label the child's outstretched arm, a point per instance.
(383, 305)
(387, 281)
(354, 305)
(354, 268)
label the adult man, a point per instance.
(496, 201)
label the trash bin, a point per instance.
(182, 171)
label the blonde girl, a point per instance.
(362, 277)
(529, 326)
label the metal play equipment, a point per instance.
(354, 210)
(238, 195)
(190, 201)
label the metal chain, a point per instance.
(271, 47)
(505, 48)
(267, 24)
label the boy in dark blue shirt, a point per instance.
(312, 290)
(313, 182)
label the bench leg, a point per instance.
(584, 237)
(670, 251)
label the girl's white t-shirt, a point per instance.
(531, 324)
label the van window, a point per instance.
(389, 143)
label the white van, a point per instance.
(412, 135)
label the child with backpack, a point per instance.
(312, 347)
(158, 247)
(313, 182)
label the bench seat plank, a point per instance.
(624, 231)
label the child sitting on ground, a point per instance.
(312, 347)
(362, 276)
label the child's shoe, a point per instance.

Try it
Could you transcribe the whole listing above without any edits?

Response area
label the child's outstretched arm, a point per instance.
(383, 305)
(387, 281)
(354, 305)
(354, 268)
label the adult man, a point per instance.
(496, 201)
label the trash bin, a point per instance.
(182, 171)
label the blonde girl, a point per instance.
(362, 277)
(529, 326)
label the metal play equipment, a point per instance.
(354, 210)
(238, 195)
(190, 201)
label the metal chain, a point per instance.
(271, 47)
(505, 48)
(267, 24)
label the boy in dark blue shirt, a point per instance.
(312, 290)
(313, 182)
label the bench leg, a point per instance.
(584, 237)
(670, 251)
label the girl's white t-shirt, a point per instance.
(531, 324)
label the van window, a point per instance.
(389, 143)
label the white van, a point per instance.
(412, 135)
label the child with backpack, a point per instance.
(312, 347)
(158, 247)
(313, 182)
label the bench seat plank, a point per instance.
(624, 231)
label the child sitting on ground, a point per instance.
(312, 347)
(362, 276)
label the child's shoe, a point per instance.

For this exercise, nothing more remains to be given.